*WHAT THIS TASK INVOLVES*: Retype the tail of the data exactly, starting at the line containing "the suit sleeve" and stopping at the last line.

*GIVEN ENTRIES*:

_ _ _

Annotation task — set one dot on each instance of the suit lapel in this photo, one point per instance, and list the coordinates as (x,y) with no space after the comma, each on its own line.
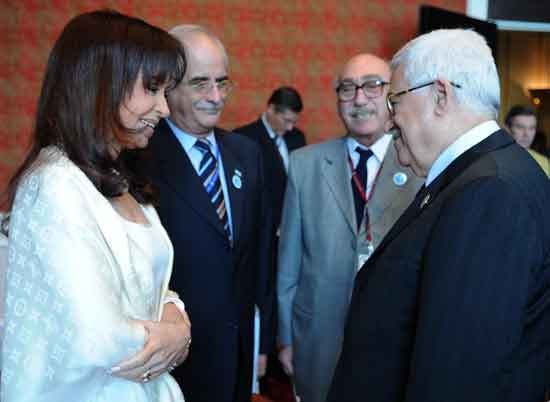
(178,172)
(235,174)
(428,194)
(270,144)
(337,174)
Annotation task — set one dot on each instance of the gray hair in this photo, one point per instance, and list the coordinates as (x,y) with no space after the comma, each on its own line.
(184,31)
(459,55)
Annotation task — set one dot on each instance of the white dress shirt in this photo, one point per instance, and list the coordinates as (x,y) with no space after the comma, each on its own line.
(374,163)
(466,141)
(279,142)
(187,142)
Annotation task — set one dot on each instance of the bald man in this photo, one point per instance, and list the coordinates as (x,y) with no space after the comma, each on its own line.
(342,197)
(214,207)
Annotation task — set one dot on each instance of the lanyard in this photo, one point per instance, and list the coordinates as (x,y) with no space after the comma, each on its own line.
(364,196)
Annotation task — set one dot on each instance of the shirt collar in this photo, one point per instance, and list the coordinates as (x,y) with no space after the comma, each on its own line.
(188,140)
(379,148)
(272,134)
(466,141)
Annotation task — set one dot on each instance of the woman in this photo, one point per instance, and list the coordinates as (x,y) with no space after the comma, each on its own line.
(88,313)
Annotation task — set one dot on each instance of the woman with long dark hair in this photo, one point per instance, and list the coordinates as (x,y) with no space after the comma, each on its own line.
(89,316)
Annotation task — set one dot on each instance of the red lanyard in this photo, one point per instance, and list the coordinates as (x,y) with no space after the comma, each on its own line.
(362,193)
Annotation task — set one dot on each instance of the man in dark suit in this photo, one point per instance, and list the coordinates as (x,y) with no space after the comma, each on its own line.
(454,304)
(277,136)
(214,206)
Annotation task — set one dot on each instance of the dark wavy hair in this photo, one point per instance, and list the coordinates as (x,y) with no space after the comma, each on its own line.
(91,69)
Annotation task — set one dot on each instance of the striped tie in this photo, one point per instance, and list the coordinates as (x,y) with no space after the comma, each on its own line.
(209,175)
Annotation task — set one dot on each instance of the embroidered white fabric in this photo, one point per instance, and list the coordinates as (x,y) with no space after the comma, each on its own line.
(72,294)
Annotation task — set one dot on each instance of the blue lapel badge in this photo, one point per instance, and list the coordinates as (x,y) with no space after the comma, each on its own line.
(425,201)
(236,180)
(400,178)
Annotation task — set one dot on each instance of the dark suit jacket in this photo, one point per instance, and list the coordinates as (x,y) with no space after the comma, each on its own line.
(454,305)
(218,283)
(274,168)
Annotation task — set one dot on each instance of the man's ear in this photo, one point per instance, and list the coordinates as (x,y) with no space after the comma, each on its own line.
(444,96)
(388,125)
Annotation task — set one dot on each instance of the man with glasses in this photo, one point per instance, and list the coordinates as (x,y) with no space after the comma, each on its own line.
(454,305)
(342,197)
(214,206)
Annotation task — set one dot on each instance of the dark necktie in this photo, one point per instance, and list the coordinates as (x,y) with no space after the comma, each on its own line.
(210,177)
(359,184)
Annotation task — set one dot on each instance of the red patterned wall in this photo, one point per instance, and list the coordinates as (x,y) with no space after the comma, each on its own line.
(270,43)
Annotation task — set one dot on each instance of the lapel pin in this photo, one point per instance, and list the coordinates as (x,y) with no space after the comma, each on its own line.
(400,178)
(236,180)
(425,201)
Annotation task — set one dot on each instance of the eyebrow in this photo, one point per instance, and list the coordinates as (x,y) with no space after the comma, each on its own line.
(363,78)
(204,78)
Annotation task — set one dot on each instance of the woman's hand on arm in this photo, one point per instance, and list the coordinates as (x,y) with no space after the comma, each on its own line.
(166,347)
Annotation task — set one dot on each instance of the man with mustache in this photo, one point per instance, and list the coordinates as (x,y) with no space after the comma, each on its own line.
(342,197)
(214,206)
(454,304)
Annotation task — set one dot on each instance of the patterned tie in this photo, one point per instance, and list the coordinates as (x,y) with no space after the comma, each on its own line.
(360,173)
(209,175)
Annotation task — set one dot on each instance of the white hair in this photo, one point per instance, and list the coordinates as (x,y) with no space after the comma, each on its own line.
(459,55)
(184,31)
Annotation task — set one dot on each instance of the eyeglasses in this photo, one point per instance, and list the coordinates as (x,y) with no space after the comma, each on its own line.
(391,98)
(347,90)
(203,86)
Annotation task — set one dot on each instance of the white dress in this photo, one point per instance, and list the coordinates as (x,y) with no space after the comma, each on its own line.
(74,286)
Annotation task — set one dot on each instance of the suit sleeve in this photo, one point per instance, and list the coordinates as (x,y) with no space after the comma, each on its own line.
(474,289)
(266,272)
(290,255)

_ _ _

*REPLY TO THE EXERCISE*:
Annotation task — set one dot on each instance of the suit sleeve in this photo, one point per instance, and list the coordinates as (x,y) with no space after the comma, each on its own line.
(474,289)
(266,272)
(290,255)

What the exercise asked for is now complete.